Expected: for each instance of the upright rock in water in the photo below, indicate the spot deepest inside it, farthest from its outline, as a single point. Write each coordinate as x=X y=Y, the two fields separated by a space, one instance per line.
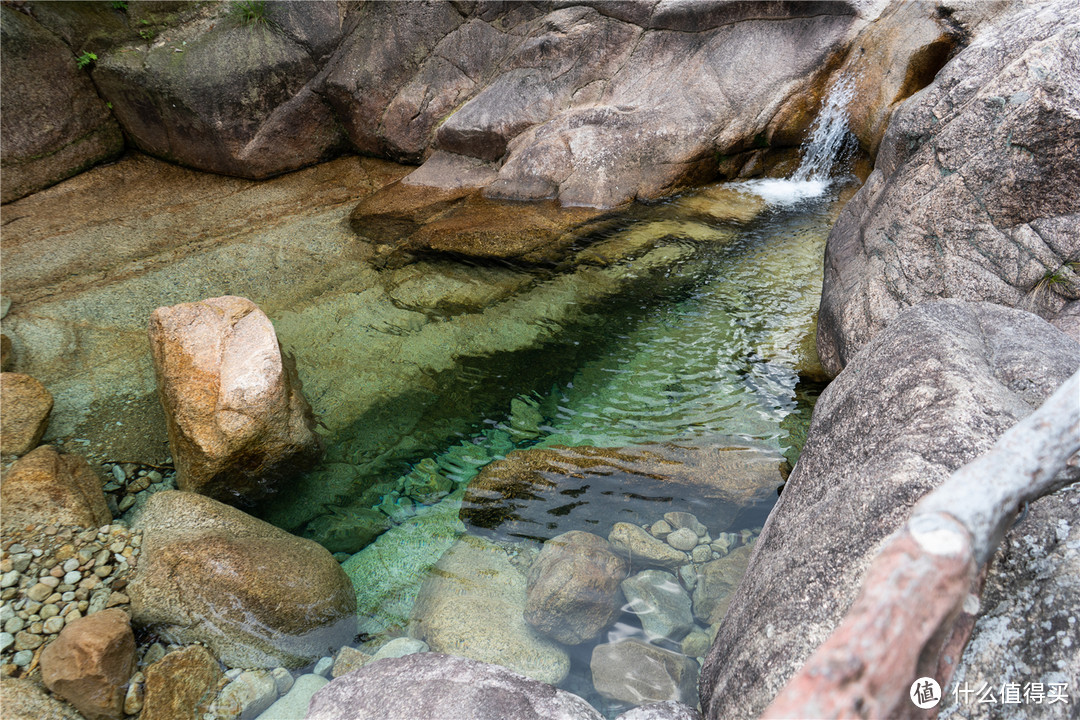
x=46 y=486
x=930 y=393
x=974 y=192
x=90 y=663
x=238 y=424
x=436 y=687
x=572 y=591
x=274 y=598
x=26 y=408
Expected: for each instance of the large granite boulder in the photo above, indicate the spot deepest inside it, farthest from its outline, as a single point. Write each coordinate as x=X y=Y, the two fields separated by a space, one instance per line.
x=973 y=195
x=437 y=687
x=572 y=591
x=472 y=605
x=50 y=487
x=929 y=393
x=720 y=481
x=224 y=94
x=54 y=124
x=238 y=424
x=91 y=662
x=255 y=595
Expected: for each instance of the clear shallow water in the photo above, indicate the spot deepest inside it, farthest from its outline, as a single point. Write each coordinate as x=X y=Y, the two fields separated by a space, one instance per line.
x=701 y=339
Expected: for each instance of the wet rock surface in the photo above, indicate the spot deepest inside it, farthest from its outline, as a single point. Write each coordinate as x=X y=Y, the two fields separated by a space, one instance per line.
x=928 y=394
x=437 y=687
x=972 y=197
x=523 y=494
x=275 y=599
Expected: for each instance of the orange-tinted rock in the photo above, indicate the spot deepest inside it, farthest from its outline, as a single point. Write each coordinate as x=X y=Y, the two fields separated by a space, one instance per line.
x=90 y=663
x=26 y=407
x=572 y=591
x=238 y=424
x=180 y=685
x=51 y=487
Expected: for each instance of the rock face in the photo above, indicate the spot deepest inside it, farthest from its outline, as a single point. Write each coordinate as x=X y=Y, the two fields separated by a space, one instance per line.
x=51 y=487
x=517 y=496
x=472 y=603
x=973 y=193
x=928 y=394
x=226 y=95
x=572 y=591
x=436 y=687
x=26 y=408
x=1031 y=589
x=273 y=598
x=55 y=124
x=180 y=685
x=238 y=423
x=639 y=673
x=25 y=700
x=91 y=662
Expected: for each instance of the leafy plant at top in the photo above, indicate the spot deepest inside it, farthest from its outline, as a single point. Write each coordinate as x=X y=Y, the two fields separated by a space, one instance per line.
x=251 y=12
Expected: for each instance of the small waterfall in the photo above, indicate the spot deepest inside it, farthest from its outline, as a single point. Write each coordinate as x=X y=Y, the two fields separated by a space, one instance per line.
x=831 y=139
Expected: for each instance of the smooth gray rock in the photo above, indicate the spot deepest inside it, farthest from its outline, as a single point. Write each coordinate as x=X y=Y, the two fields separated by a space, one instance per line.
x=926 y=395
x=635 y=671
x=660 y=603
x=437 y=687
x=973 y=195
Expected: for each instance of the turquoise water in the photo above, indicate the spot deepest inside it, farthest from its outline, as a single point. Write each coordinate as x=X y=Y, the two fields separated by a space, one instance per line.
x=688 y=323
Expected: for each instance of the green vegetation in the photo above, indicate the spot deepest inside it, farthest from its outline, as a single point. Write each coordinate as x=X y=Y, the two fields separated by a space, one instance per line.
x=85 y=59
x=250 y=12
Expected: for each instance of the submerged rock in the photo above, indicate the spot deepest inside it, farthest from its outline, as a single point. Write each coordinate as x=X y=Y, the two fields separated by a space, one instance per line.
x=273 y=598
x=437 y=687
x=936 y=220
x=572 y=591
x=540 y=492
x=930 y=392
x=639 y=673
x=239 y=425
x=472 y=605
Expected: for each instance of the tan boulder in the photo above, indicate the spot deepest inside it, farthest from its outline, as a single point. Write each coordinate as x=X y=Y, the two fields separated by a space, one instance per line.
x=572 y=591
x=255 y=595
x=26 y=407
x=238 y=423
x=90 y=663
x=49 y=487
x=180 y=685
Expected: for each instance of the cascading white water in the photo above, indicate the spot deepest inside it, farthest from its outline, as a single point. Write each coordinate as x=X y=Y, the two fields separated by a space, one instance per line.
x=831 y=143
x=831 y=137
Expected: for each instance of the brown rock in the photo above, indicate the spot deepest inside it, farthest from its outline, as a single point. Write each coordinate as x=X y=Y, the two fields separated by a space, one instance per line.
x=277 y=599
x=7 y=355
x=48 y=486
x=180 y=685
x=521 y=494
x=716 y=582
x=572 y=591
x=91 y=662
x=26 y=407
x=238 y=423
x=25 y=700
x=62 y=125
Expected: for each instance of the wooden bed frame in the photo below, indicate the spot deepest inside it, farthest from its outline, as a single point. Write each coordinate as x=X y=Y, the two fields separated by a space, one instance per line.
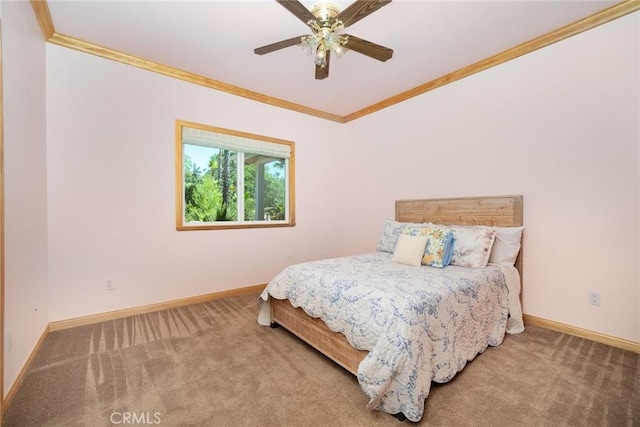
x=499 y=211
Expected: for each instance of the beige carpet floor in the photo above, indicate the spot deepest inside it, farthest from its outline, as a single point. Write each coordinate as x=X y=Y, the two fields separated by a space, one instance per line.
x=211 y=364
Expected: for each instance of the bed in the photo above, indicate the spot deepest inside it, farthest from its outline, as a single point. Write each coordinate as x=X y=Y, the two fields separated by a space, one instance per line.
x=376 y=318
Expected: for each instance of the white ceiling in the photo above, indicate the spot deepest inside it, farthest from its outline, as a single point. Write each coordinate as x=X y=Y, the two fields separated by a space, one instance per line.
x=216 y=39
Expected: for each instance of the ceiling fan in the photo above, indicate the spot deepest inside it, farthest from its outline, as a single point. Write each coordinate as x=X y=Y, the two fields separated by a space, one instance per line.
x=326 y=20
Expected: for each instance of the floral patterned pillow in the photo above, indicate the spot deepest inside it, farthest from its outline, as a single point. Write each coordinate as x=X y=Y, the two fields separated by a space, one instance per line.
x=437 y=252
x=390 y=233
x=472 y=245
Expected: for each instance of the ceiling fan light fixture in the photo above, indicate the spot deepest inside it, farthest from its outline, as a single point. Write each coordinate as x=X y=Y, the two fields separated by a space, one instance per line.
x=324 y=38
x=326 y=20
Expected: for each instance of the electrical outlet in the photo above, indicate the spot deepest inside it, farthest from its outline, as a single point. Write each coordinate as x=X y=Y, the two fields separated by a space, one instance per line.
x=594 y=298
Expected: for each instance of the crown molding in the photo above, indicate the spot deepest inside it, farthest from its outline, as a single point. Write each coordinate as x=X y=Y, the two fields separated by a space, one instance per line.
x=604 y=16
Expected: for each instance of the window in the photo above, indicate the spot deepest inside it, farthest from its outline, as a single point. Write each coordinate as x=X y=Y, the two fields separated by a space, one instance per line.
x=230 y=179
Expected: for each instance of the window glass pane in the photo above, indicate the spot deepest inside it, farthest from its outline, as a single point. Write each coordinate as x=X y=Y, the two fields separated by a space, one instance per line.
x=210 y=183
x=265 y=190
x=231 y=179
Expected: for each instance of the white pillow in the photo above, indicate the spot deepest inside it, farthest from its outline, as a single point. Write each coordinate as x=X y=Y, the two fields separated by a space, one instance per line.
x=409 y=249
x=472 y=245
x=506 y=247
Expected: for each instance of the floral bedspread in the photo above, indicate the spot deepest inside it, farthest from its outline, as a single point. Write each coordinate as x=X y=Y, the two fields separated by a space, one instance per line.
x=419 y=324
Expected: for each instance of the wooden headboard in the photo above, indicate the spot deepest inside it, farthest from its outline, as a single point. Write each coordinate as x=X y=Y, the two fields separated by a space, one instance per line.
x=499 y=211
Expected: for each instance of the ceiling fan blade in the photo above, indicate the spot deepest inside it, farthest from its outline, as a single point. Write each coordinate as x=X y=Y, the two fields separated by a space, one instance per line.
x=372 y=50
x=298 y=9
x=279 y=45
x=359 y=9
x=323 y=72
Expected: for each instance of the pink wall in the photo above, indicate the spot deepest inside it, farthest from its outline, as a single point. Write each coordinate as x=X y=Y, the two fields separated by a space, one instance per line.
x=560 y=126
x=111 y=189
x=26 y=291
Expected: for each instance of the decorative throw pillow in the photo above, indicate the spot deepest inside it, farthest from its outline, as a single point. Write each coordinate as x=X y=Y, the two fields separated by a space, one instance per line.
x=390 y=232
x=472 y=245
x=409 y=249
x=439 y=248
x=506 y=247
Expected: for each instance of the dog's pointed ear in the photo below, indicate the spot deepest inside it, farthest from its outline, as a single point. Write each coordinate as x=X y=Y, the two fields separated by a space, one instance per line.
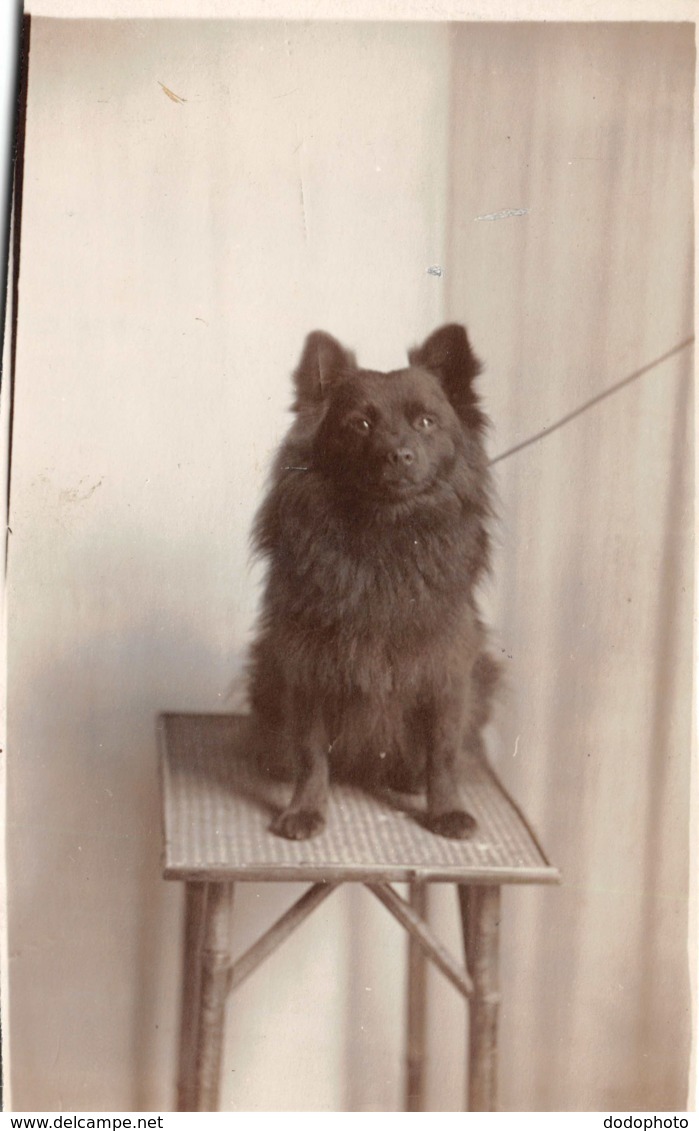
x=322 y=362
x=447 y=353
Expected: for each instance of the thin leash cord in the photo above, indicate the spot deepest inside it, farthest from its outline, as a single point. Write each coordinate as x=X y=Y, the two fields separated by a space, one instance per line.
x=593 y=402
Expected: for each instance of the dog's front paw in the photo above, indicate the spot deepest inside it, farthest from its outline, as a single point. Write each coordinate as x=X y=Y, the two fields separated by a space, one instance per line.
x=457 y=825
x=299 y=825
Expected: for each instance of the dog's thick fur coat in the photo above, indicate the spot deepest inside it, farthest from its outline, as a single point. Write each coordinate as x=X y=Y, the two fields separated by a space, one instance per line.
x=370 y=659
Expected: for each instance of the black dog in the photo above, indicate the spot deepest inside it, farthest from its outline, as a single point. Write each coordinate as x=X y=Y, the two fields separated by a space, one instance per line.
x=370 y=658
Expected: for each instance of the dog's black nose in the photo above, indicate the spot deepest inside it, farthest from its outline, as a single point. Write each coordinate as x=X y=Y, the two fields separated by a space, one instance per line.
x=402 y=456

★ ★ ★ ★ ★ ★ ★

Request: Quote exactly, and nothing besides, the lines from the one with "Expected: for each instance of the dog's pointed" through the end of the records above; include both ends and omit the pictures.

Completed task:
Expected: for each instance of the dog's pointed ear in the photo below, indicate the spot deepest inside it, farthest from its outline, as a single point. Write each coordinate as x=X y=Y, the two fields separated by a space, one instance per line.
x=322 y=362
x=447 y=353
Expected: for each instance of the thin leash cord in the photo above, indicate the spot deepest inside it, farthest from its outline, as a single point. Write each coordinate as x=X y=Y, the two fields separated by a space, one instance per line.
x=593 y=402
Expected: for each instance of the dog's front paw in the photo above, indicate the spot deepest inside it, farthest from its outline, as a single point. Write each coordinate as x=X y=Y, the two fields separated by a space, one instance per line.
x=457 y=825
x=299 y=825
Expected: for each instance of the dog's thick fur coat in the photo above, indicate the spot deepest inside it, farthest from its outline, as a single point. Write each coordinate as x=X y=Y, the two fields separated by a space, one instance per line.
x=370 y=659
Expected: for each instance of the black dog in the photo above, indicate the spot deepest inside it, farthest from its outline, as a single point. Write each coordinate as x=X y=Y, the two fields separated by a space, one instance per line.
x=370 y=658
Expected: for each instance of the dog's black nose in the photo above, indicate the spot deepest inside it, farthest from its outline, as a single point. Write each coordinate as x=X y=Y, the two fields separated by a space, one instance per line.
x=402 y=456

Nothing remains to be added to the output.